## Kutipan Bacaan
^^^^
Dalam rangka merespon perubahan pola kerja yang dipengaruhi beberapa faktor, pada 26 September lalu Program Pascasarjana Sosiologi kembali mengadakan Public Lecture dengan mengusung tema “The Current Trends in The Sociology of Work”. Kesempatan kali ini menghadirkan Debra King dari Associate Professor of Sociology College of Humanities, Art and Social Sciences at Flinders University.
Di awal pemaparannya Debra menjelaskan konsep sociology of work secara umum jika dibandingkan dengan studi lainnya. Dalam tradisi sosiologi sendiri lebih menekankan pada dua konsep yaitu social experience dan social structure. Pengalaman sosial (social experience) mengarah pada pemahaman atas interaksi antara pemberi pekerjaan (employer) dan penerima pekerjaan (employee), perbedaan antara kelompok dan masyarakat, konteks sejarah, dan pilihan individu (antara paksaan dan peluang). Sedangkan, struktur sosial (social structure) mengarah pada pemahaman atas faktor-fakor yang mempengaruhi kesetaraan dan ketidaksetaraan, seperti status ekonomi, gender, atau disabilitas. “Hal inilah yang membedakan sosiologi dengan studi lainnya. Di ekonomi misalnya yang lebih fokus pada transaksinya” tambahnya.
^^^^
## Data yang Diberikan
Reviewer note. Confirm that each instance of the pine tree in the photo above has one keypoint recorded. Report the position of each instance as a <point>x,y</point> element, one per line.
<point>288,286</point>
^^^^
## Petunjuk Latihan
(1) Menurut kutipan bacaan, tema apa yang diusung Program Pascasarjana Sosiologi dalam Public Lecture pada 26 September?
(2) Tuliskan kembali bagian kutipan bacaan yang diawali kata-kata "Dalam rangka merespon" dan diakhiri kata-kata "at Flinders University.".
Jawablah hanya berdasarkan kutipan bacaan.

## Jawaban Tertulis
(1) “The Current Trends in The Sociology of Work”.

(2)
Dalam rangka merespon perubahan pola kerja yang dipengaruhi beberapa faktor, pada 26 September lalu Program Pascasarjana Sosiologi kembali mengadakan Public Lecture dengan mengusung tema “The Current Trends in The Sociology of Work”. Kesempatan kali ini menghadirkan Debra King dari Associate Professor of Sociology College of Humanities, Art and Social Sciences at Flinders University.